_Task description_
Give back an exact copy of the lines in the records below, from the line that has "# indicate every instance of the wooden" through the line that has "# indicate every instance of the fire", and nothing besides.

Available records section start

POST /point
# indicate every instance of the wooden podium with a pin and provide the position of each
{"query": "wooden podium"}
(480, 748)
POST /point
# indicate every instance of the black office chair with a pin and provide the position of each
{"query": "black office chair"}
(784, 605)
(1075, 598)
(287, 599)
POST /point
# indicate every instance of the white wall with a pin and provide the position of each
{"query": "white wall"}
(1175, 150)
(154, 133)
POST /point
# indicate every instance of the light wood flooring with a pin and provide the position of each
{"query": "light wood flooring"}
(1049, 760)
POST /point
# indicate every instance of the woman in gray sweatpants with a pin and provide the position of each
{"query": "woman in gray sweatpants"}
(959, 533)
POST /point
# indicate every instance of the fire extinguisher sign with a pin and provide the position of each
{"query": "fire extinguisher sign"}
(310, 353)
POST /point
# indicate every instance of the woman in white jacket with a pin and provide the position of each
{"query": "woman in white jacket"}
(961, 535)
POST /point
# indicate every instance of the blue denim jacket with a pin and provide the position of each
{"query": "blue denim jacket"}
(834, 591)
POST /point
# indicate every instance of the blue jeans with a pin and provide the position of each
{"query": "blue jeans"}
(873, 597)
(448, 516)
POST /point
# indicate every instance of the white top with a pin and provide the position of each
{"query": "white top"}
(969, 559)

Available records section end
Available records section start

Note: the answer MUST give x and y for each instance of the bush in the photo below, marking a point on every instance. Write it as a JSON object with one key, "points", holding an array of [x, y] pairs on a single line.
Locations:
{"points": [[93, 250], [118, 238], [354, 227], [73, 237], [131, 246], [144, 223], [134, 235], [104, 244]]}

Available records section end

_Answer to the exercise_
# indicate every instance of the wooden podium with a pin and provide the position of each
{"query": "wooden podium"}
(480, 748)
POST /point
# indicate every instance of the black office chair with a pin and provide the position of each
{"query": "black office chair"}
(784, 605)
(1075, 598)
(287, 599)
POST /point
# indicate every instance of the white wall with a pin and provide the position of each
{"query": "white wall"}
(1175, 150)
(154, 133)
POST /point
# indicate every instance of the light wood flooring with a pin and provide the position of each
{"query": "light wood flooring"}
(1049, 760)
POST /point
# indicate every instance of the woman in gray sweatpants with a pin and provide the position of each
{"query": "woman in gray sweatpants"}
(959, 533)
POST /point
# indicate every instance of the fire extinguisher sign with a pin and provide the position of each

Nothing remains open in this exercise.